_Stated task:_ Reproduce the material verbatim from the line containing "Objective — for every instance of the pink" up to and including the line containing "[[359, 788]]", leaving out any pictures.

_Records shown:_
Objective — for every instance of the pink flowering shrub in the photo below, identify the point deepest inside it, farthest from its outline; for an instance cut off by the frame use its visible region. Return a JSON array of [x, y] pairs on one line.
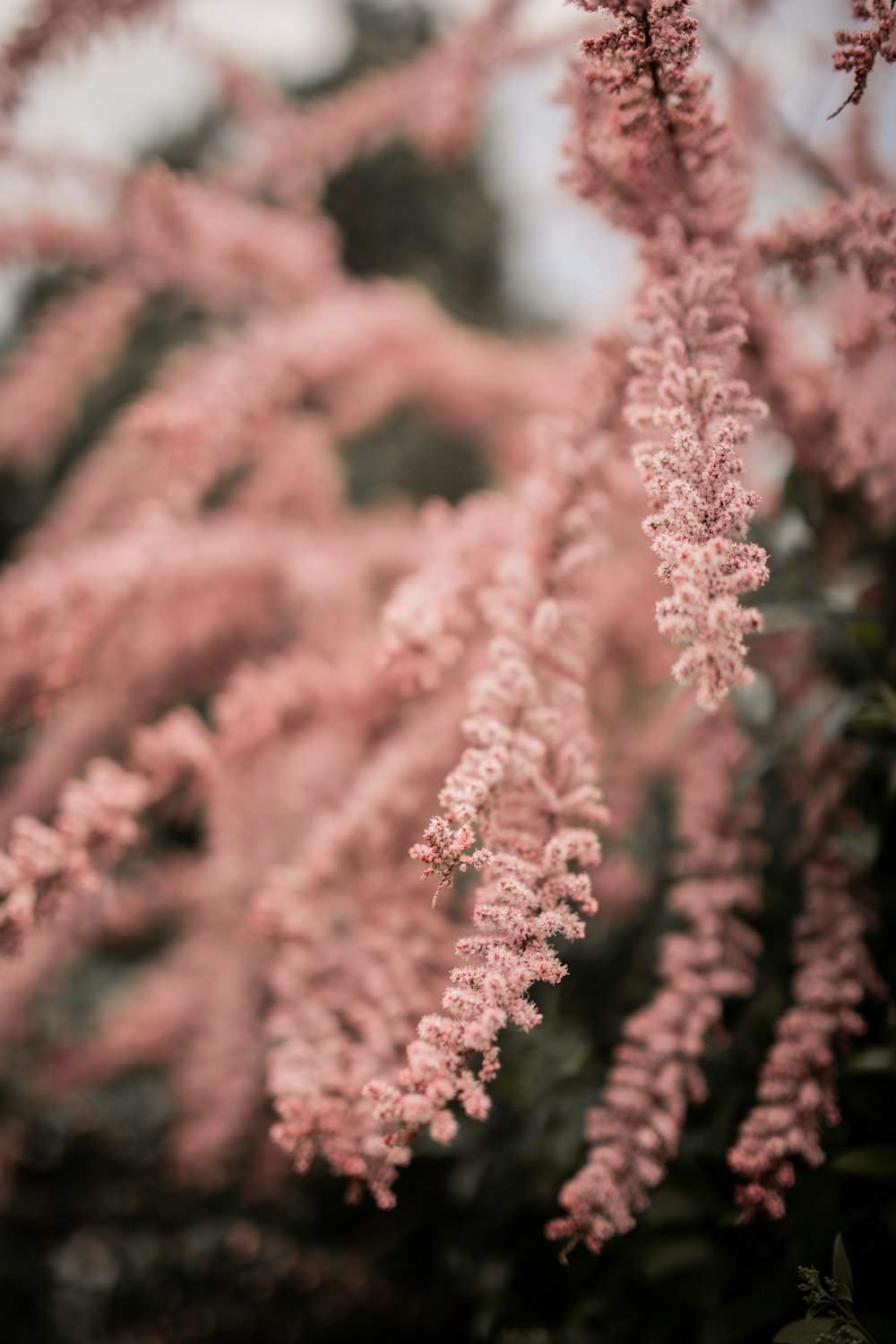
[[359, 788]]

---

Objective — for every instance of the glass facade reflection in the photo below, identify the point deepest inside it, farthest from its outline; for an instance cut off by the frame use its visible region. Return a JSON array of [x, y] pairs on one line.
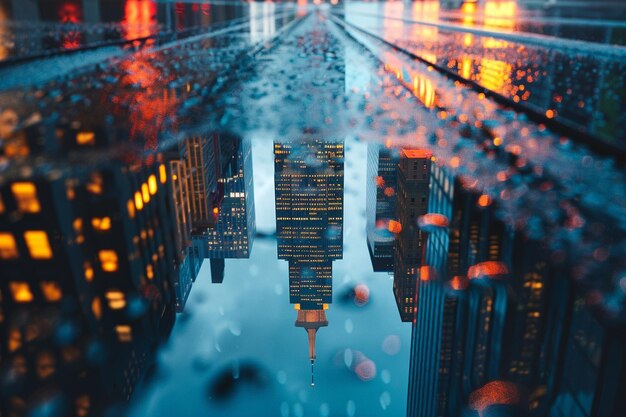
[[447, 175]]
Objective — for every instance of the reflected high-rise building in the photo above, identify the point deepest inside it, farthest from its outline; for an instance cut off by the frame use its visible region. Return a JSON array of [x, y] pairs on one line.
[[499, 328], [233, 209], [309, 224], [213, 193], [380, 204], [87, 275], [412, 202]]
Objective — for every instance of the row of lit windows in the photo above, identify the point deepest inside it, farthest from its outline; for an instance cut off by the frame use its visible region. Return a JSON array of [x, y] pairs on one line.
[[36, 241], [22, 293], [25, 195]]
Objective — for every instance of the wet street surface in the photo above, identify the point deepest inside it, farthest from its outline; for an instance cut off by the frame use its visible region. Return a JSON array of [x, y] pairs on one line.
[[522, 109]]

_Result of this task:_
Objective — for every instance of the pink flowering shrub in the photo below, identify the point deepest inside it, farthest from its outline; for an instance cut off by the frame use its visible region. Return a JSON array of [x, y] pairs on one line.
[[359, 788]]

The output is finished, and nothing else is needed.